* **Consigne A**: Relevez chaque pourcentage cité dans l'article sur les élections tunisiennes, en précisant à quoi il se rapporte.
* **Consigne B**: Prolongez l'article sur les élections tunisiennes à partir de sa dernière phrase.

* **Article**:
——————

Non, les "islamistes" n'ont pas "gagné" en Tunisie

Tunisie : les islamistes qui ont pris le pouvoir vont mettre le pays à feu et à sang. Ça y est lecteur, tu es harponné à la faveur d'une info assez effrayante qui colle bien à ce que des années de guerre contre le terrorisme, de Sarkozy et de Marine Le Pen, de dictateurs et de guerre au Moyen-Orient, ont mis dans la tête des honnêtes citoyens.
Ennahdha n'a pas "gagné"

1er mythe : les islamistes n'ont pas pris le pouvoir. “Je suis inquiet de la façon dont [le résultat du scrutin] est interprété par les média occidentaux” m'avoue Khelil ben Osman de l'Association Tunisienne pour les Liberté Numériques, qui commence à en avoir ras le bol de la façon dont sont présentées ces élections et qui trouve anormal et "ahurissant" que l'Elysée se soit précipité pour "féliciter Ennahdha pour sa victoire, ce n'est pas une victoire, c'est une Assemblée constituante bordel !".

Ennahdha n'a pas "gagné" les élections en Tunisie : il s'agit d'une Assemblée constituante, pas d'une présidentielle française ou américaine (deux démocraties fringantes comme peuvent en témoigner George W. Bush et Nicolas Sarkozy) et Ennahdha a remporté à la faveur du scrutin 89 sièges sur 217.

Autre mythe tenace : on oublie un peu de rappeler que 42% des Tunisiens n'ont pas voté, que 18% des bulletins étaient blancs ou nuls et que 60% de ceux qui ont voté ont choisi d'autres partis que "les islamistes". Le résultat des élections est là, en infographie sur Tunisia-live ; proportionnellement à la population, Ennahdha c'est 18%.

——————

* **Extrait de données**:
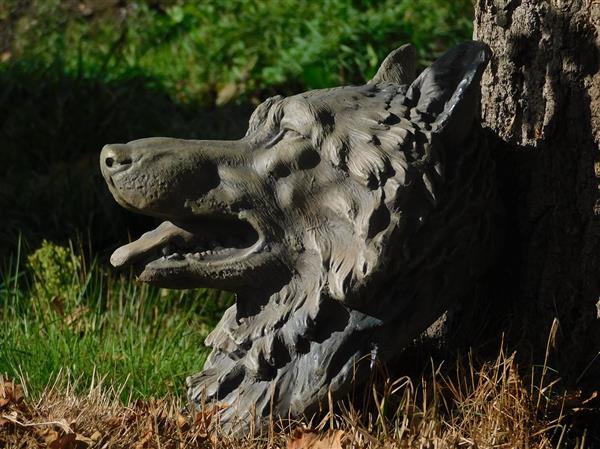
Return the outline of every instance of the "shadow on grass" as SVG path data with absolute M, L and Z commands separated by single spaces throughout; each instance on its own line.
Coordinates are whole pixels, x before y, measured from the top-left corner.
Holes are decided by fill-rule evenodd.
M 102 251 L 147 230 L 150 219 L 110 197 L 97 162 L 104 144 L 244 134 L 251 105 L 180 104 L 157 85 L 142 76 L 106 83 L 19 65 L 0 71 L 0 259 L 19 236 L 35 248 L 83 232 Z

——————

* **Réponse rédigée A**:
- 42 % : les Tunisiens qui n'ont pas voté
- 18 % : les bulletins blancs ou nuls
- 60 % : les votants qui ont choisi d'autres partis que « les islamistes »
- 18 % : le poids d'Ennahdha rapporté à l'ensemble de la population

* **Réponse rédigée B**:
Il convient aussi de dire, ce qui nous fut confirmé sur place par les chevaliers de la liberté d'expression et des nouveaux médias - aussi bien fhimt.com que l'ATLN ou Tunisia-Live - qu'Ennahdha a fait la meilleure campagne. Ses membres sont allés sur le terrain et ont multiplié les contacts avec la population, alors que d'autres ont cru au mythe de la "révolution Facebook" et ont oublié de se bouger IRL (in real life) et se sont fait piéger par le mythe "islamistes contre laïcs" à faire une campagne anti-islamistes. Puisque "islamiste" est un fantôme indéfinissable, ils se sont largement plantés et les Tunisiens que nous avons rencontrés semblent plutôt satisfaits que ce débat imbécile entre laïcité et islam soit définitivement dépassé et que l'on retrouve un paysage politique cohérent.

En démocratie, qui fait la meilleure campagne est élu, on se tait et on respecte. Lorsque Nicolas Sarkozy a été élu, on n'a pas eu droit à tout ce foutoir médiatique sur la laïcité en danger, alors qu'il jurait qu'elle devait être plus “positive” et vantait les "racines chrétiennes de la France". Il serrait la main de Tom Cruise, icône de la scientologie, et voulait détecter les délinquants avant la maternelle, une idée qui revient presque chaque année, relancée par un second couteau de l'UMP différent à chaque fois...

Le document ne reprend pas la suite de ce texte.